Your instructions →
Without copying the images, write out all the entries below verbatim.

The records →

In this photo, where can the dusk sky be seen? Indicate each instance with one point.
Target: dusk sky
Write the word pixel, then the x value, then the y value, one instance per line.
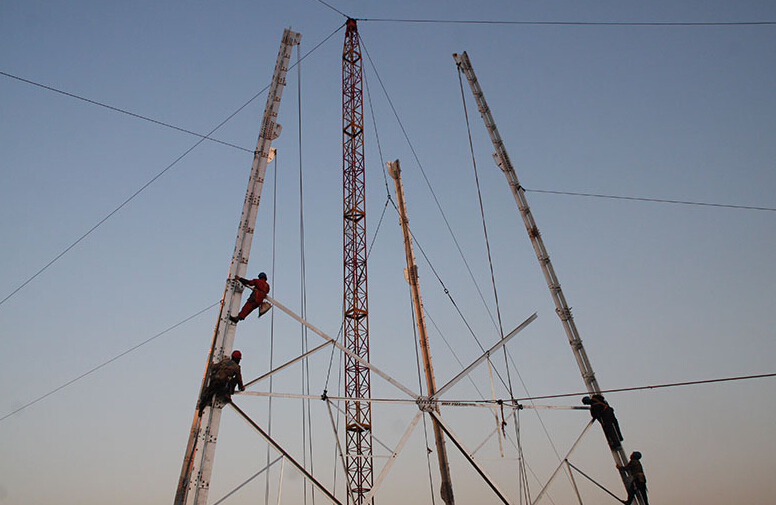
pixel 114 230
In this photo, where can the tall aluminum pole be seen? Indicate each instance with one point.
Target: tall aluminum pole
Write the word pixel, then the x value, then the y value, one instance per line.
pixel 561 307
pixel 412 278
pixel 194 481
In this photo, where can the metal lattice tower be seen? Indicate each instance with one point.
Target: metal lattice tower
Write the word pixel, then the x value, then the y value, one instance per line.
pixel 358 415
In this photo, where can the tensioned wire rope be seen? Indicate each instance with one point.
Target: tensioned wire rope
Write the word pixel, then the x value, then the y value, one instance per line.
pixel 307 430
pixel 568 23
pixel 111 360
pixel 157 176
pixel 461 253
pixel 272 323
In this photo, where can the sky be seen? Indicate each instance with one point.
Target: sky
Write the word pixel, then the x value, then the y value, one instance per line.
pixel 661 292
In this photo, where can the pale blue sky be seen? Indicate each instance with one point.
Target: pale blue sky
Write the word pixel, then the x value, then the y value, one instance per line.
pixel 660 292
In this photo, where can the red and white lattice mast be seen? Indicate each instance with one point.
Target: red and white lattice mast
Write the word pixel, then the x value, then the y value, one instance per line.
pixel 358 415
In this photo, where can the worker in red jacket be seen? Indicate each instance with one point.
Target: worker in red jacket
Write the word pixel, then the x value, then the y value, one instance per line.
pixel 260 288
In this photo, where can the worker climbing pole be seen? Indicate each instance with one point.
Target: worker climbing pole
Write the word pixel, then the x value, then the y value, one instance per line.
pixel 358 415
pixel 561 307
pixel 194 481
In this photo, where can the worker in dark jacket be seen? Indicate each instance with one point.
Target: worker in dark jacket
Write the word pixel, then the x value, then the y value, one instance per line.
pixel 604 414
pixel 638 479
pixel 260 289
pixel 225 377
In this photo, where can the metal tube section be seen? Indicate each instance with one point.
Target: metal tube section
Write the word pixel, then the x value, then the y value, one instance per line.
pixel 320 487
pixel 197 461
pixel 561 307
pixel 411 271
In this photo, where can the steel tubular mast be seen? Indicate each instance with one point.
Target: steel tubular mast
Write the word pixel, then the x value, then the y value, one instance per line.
pixel 358 415
pixel 503 161
pixel 394 169
pixel 194 481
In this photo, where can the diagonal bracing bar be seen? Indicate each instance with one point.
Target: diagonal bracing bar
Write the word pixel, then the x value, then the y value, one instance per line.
pixel 484 356
pixel 466 454
pixel 344 349
pixel 320 487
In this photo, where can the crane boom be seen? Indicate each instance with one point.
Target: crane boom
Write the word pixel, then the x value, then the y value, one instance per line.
pixel 394 170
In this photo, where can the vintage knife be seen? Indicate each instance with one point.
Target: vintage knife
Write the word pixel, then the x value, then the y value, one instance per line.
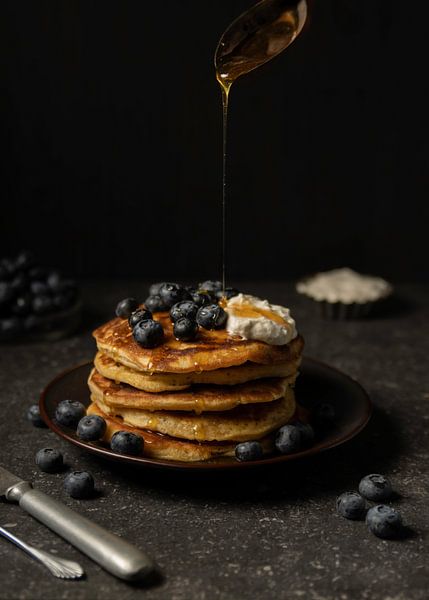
pixel 114 554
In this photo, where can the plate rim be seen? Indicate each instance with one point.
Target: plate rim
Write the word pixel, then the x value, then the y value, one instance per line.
pixel 215 465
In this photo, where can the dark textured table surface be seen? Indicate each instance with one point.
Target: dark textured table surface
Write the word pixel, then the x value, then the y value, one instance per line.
pixel 265 534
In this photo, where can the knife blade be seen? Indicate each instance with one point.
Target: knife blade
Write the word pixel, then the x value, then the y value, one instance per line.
pixel 110 551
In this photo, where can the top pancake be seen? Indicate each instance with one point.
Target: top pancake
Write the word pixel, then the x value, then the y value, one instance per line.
pixel 210 350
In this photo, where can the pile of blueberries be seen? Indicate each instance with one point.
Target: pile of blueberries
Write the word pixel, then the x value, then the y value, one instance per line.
pixel 189 308
pixel 382 520
pixel 29 293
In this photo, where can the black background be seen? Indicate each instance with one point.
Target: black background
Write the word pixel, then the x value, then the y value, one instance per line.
pixel 111 141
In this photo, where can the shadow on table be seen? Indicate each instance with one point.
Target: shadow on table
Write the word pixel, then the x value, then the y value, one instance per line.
pixel 331 472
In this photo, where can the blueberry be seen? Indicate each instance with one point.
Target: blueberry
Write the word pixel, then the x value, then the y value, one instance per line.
pixel 185 329
pixel 211 317
pixel 171 293
pixel 6 292
pixel 351 505
pixel 211 286
pixel 187 309
pixel 288 439
pixel 126 307
pixel 49 460
pixel 248 451
pixel 69 413
pixel 25 260
pixel 141 314
pixel 307 432
pixel 375 487
pixel 125 442
pixel 155 303
pixel 227 293
pixel 202 298
pixel 384 521
pixel 21 306
pixel 10 325
pixel 324 415
pixel 33 415
pixel 38 288
pixel 79 484
pixel 148 333
pixel 91 428
pixel 41 304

Solution for this exercise →
In this photo, where can the dusk sky be seen? Indicate each instance with one point.
Target: dusk sky
Write the word pixel, then the x value, then the y value, one instance per line.
pixel 114 230
In this photo, where can the tall aluminum pole be seen? Indicate each instance with one point.
Target: tall aluminum pole
Write the word pixel, then the x value, then the y value, one instance per line.
pixel 561 307
pixel 412 278
pixel 194 481
In this photo, where can the metal lattice tower be seen? Indicate each instance with one point.
Target: metal lattice tower
Write the word pixel, then the x value, then the y value, one instance per line.
pixel 358 415
In this photo, where can the tensioned wire rope be seen? Indicate each instance with one point.
Target: tensioned wire rope
Write the word pixel, then the x value, then the y value, one instance per line.
pixel 307 430
pixel 568 23
pixel 111 360
pixel 157 176
pixel 461 253
pixel 272 323
In this photo, where can the sky be seen? Indicate each instance with one point.
Target: sky
Write the word pixel, then the x value, then the y value, one instance per line.
pixel 661 292
In this photo, where can the pale blue sky be seen? Indicate each instance with one point.
Target: pale blue sky
Write the word pixel, then the x value, then the y value, one instance per line.
pixel 660 292
In this photo, where can the red and white lattice mast be seen? Indicate each instance with one point.
Target: red and white lattice mast
Write the word pixel, then the x value, then the y value, one instance per line.
pixel 358 415
In this photo, where can the worker in red jacket be seen? Indicate each instance with one point.
Target: worker in red jacket
Write the word pixel, then the x value, then the y value, one instance per line.
pixel 260 288
In this photo, where can the worker climbing pole be seen? Indicate each instance with one point.
Target: worker climbing pole
Write the word pixel, then the x value, then the y value, one instance per line.
pixel 358 415
pixel 561 307
pixel 194 481
In this photo, where can the worker in dark jacket be seen? Indicate each instance with one point.
Target: worker in dark jacket
Write the word pixel, then the x value, then the y value, one instance per line.
pixel 604 414
pixel 638 479
pixel 260 289
pixel 225 377
In this photo, where can the metal tube section be seen? Indicate each instance with one point.
Target: metal tube section
Write the word pixel, then the x value, then the y value, one instance per line.
pixel 320 487
pixel 197 461
pixel 561 307
pixel 411 271
In this photo, where can the steel tubular mast be seen? Indicate each instance with one point.
Target: steel tubular mast
Write the word pixel, then the x value, then the y value, one instance per line.
pixel 358 415
pixel 503 161
pixel 394 169
pixel 194 481
In this photo, where can the diagonal bracing bar be seen? Indicate each instance with one point.
Target: diagonal bracing bar
Write the word pixel, then the x value, then the y value, one instance per line.
pixel 484 356
pixel 466 454
pixel 344 349
pixel 320 487
In this photo, where can the crane boom be seen? Indicate each instance with one point.
Target: crane boom
Write the word pixel, then the x value, then the y value, one instance per line.
pixel 394 170
In this photo, where can the vintage knife be seen? Indicate each instance with one point.
Target: vintage knife
Write the word pixel, then the x value, then the y value, one instance per line.
pixel 114 554
In this photo, where can the plate rim be seen? Indicate each instance with one point.
Target: plate rim
Write the word pixel, then the x value, then the y value, one instance per line.
pixel 215 465
In this photo, where can the dark textured table surface be seen? Indicate each instance with one point.
Target: dark textured table surface
Write the word pixel, then the x value, then the y value, one instance per line.
pixel 265 534
In this photo, where can the knife blade be seen? Indicate each instance with one point.
Target: knife blade
Write the word pixel, then the x value, then the y value, one instance per line.
pixel 110 551
In this photo, where can the top pancake be seen? Indicate each instance with one point.
Target: top pancake
Write the word pixel, then the x value, then the y value, one instance per line.
pixel 210 350
In this photo, where can the pile of blueberries be seen? Indicate each instance with one point.
Target: pile of blueberries
Write the word pixel, then the x value, then the y value, one instance per line.
pixel 189 308
pixel 382 520
pixel 29 293
In this photo, where can the black background be seen? Indicate each instance with one point.
Target: black background
Write the word pixel, then the x value, then the y value, one instance per line.
pixel 111 141
In this photo, where can the shadow on table be seen? Indicate each instance with one point.
Target: shadow on table
Write the word pixel, then the x value, then the y value, one instance per line.
pixel 331 472
In this photo, where can the blueberry be seen? Indicate each instance with one point.
Target: blueberry
Write the word pixel, then the x value, then the y value, one instance per line.
pixel 185 329
pixel 211 317
pixel 171 293
pixel 6 292
pixel 351 505
pixel 211 286
pixel 187 309
pixel 288 439
pixel 126 307
pixel 49 460
pixel 248 451
pixel 69 413
pixel 25 260
pixel 141 314
pixel 307 432
pixel 375 487
pixel 125 442
pixel 155 303
pixel 227 293
pixel 202 298
pixel 384 521
pixel 21 306
pixel 10 325
pixel 324 415
pixel 33 415
pixel 38 288
pixel 79 484
pixel 148 333
pixel 91 428
pixel 41 304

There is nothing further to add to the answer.